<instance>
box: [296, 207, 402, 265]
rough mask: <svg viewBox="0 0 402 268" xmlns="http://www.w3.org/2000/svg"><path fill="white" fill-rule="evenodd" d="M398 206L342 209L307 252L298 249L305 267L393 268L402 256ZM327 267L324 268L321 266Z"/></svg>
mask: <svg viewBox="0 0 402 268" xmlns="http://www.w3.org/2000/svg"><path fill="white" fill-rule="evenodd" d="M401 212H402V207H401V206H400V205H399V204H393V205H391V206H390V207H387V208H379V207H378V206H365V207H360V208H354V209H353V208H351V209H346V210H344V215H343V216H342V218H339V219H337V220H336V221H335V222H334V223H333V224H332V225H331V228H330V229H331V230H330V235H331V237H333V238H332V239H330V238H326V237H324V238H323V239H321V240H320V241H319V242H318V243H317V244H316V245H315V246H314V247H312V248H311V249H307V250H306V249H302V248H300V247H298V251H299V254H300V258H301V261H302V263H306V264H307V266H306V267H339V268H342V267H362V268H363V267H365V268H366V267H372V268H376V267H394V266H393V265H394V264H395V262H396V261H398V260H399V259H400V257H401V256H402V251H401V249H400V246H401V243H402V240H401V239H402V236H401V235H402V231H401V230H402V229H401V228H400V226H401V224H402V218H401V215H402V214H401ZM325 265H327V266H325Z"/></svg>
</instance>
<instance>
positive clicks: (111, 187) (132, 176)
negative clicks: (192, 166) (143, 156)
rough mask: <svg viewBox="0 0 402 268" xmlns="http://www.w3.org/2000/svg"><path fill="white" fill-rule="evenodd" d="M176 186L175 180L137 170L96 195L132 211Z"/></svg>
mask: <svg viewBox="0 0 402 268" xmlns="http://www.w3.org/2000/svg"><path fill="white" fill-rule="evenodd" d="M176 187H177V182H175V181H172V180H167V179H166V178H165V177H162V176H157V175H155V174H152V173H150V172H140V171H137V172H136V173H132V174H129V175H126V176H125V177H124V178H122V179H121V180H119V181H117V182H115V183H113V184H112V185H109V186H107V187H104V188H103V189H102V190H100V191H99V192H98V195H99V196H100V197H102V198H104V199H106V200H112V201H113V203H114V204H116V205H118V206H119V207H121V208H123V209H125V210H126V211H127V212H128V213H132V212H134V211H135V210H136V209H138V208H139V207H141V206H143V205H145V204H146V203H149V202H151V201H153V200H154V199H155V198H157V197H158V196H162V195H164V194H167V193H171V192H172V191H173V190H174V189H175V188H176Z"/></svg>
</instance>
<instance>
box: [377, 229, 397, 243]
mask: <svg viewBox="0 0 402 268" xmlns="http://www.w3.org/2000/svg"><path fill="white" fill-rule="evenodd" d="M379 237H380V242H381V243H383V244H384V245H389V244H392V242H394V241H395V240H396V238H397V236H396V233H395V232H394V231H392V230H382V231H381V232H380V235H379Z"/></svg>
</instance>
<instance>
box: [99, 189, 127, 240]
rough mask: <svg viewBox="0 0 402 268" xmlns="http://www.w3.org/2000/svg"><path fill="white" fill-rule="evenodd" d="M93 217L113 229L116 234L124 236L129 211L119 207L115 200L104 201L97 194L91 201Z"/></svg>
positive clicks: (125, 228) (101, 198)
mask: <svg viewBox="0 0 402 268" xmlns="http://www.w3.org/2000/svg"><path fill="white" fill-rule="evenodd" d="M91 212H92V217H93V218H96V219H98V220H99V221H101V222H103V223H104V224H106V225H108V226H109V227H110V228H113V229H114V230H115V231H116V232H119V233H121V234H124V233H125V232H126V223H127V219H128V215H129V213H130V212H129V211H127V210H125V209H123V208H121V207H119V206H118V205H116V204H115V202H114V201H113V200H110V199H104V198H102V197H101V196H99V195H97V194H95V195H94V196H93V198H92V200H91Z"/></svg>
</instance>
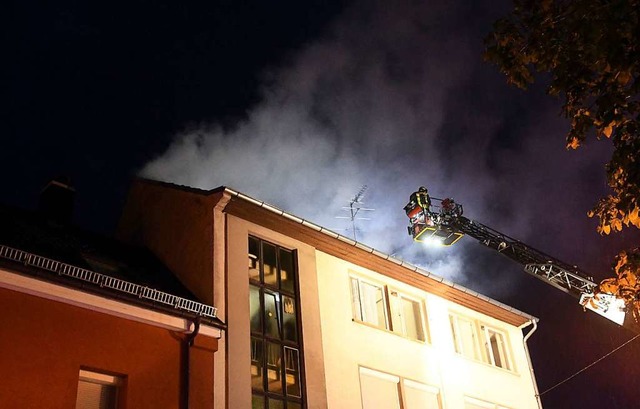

### PROBLEM REQUIREMENTS
Any pictures should be dropped; transcribe the rest of the records above exactly.

### EXPECTED OUTPUT
<instance>
box: [296, 207, 402, 265]
rough mask: <svg viewBox="0 0 402 268" xmlns="http://www.w3.org/2000/svg"><path fill="white" fill-rule="evenodd" d="M398 206L342 209L307 252L298 249L305 267L393 268L402 256ZM327 267L324 268L321 266Z"/></svg>
mask: <svg viewBox="0 0 402 268" xmlns="http://www.w3.org/2000/svg"><path fill="white" fill-rule="evenodd" d="M401 212H402V207H401V206H400V205H399V204H393V205H391V206H390V207H387V208H379V207H378V206H365V207H360V208H354V209H353V208H351V209H346V210H344V215H343V216H342V218H339V219H337V220H336V221H335V222H334V223H333V224H332V225H331V228H330V229H331V230H330V235H331V237H333V238H332V239H330V238H326V237H324V238H323V239H321V240H320V241H319V242H318V243H317V244H316V245H315V246H314V247H312V248H311V249H307V250H306V249H302V248H300V247H298V251H299V254H300V258H301V261H302V263H306V264H307V266H306V267H339V268H342V267H362V268H363V267H365V268H366V267H372V268H376V267H394V266H393V265H394V264H395V262H396V261H398V260H399V259H400V257H401V256H402V251H401V249H400V246H401V243H402V240H401V239H402V236H401V235H402V231H401V230H402V229H401V228H400V226H401V224H402V218H401V215H402V214H401ZM325 265H327V266H325Z"/></svg>
</instance>
<instance>
positive clicks: (111, 187) (132, 176)
negative clicks: (192, 166) (143, 156)
rough mask: <svg viewBox="0 0 402 268" xmlns="http://www.w3.org/2000/svg"><path fill="white" fill-rule="evenodd" d="M176 186L175 180L137 170L96 195L132 211Z"/></svg>
mask: <svg viewBox="0 0 402 268" xmlns="http://www.w3.org/2000/svg"><path fill="white" fill-rule="evenodd" d="M176 187H177V182H175V181H172V180H167V179H166V178H165V177H162V176H157V175H155V174H152V173H150V172H140V171H137V172H136V173H132V174H129V175H126V176H125V177H124V178H122V179H121V180H119V181H117V182H115V183H113V184H112V185H109V186H107V187H104V188H103V189H102V190H100V191H99V192H98V195H99V196H100V197H102V198H104V199H106V200H112V201H113V203H114V204H116V205H118V206H119V207H121V208H123V209H125V210H126V211H127V212H128V213H132V212H134V211H135V210H136V209H138V208H139V207H141V206H143V205H145V204H146V203H149V202H151V201H153V200H154V199H155V198H157V197H158V196H162V195H164V194H167V193H171V192H172V191H173V190H174V189H175V188H176Z"/></svg>
</instance>
<instance>
box: [377, 229, 397, 243]
mask: <svg viewBox="0 0 402 268" xmlns="http://www.w3.org/2000/svg"><path fill="white" fill-rule="evenodd" d="M379 237H380V242H381V243H383V244H384V245H389V244H392V242H394V241H395V240H396V238H397V236H396V233H395V232H394V231H392V230H382V231H381V232H380V235H379Z"/></svg>
</instance>
<instance>
box: [99, 189, 127, 240]
rough mask: <svg viewBox="0 0 402 268" xmlns="http://www.w3.org/2000/svg"><path fill="white" fill-rule="evenodd" d="M93 217L113 229L116 234L124 236L129 211L119 207L115 200L104 201L97 194L91 201Z"/></svg>
positive clicks: (125, 228) (101, 198)
mask: <svg viewBox="0 0 402 268" xmlns="http://www.w3.org/2000/svg"><path fill="white" fill-rule="evenodd" d="M91 212H92V217H93V218H96V219H98V220H99V221H101V222H103V223H104V224H106V225H108V226H109V227H110V228H113V229H114V230H115V231H116V232H119V233H121V234H124V233H125V232H126V223H127V219H128V215H129V213H130V212H129V211H127V210H125V209H123V208H121V207H119V206H118V205H116V204H115V202H114V201H113V200H110V199H104V198H102V197H101V196H99V195H97V194H95V195H94V196H93V198H92V200H91Z"/></svg>
</instance>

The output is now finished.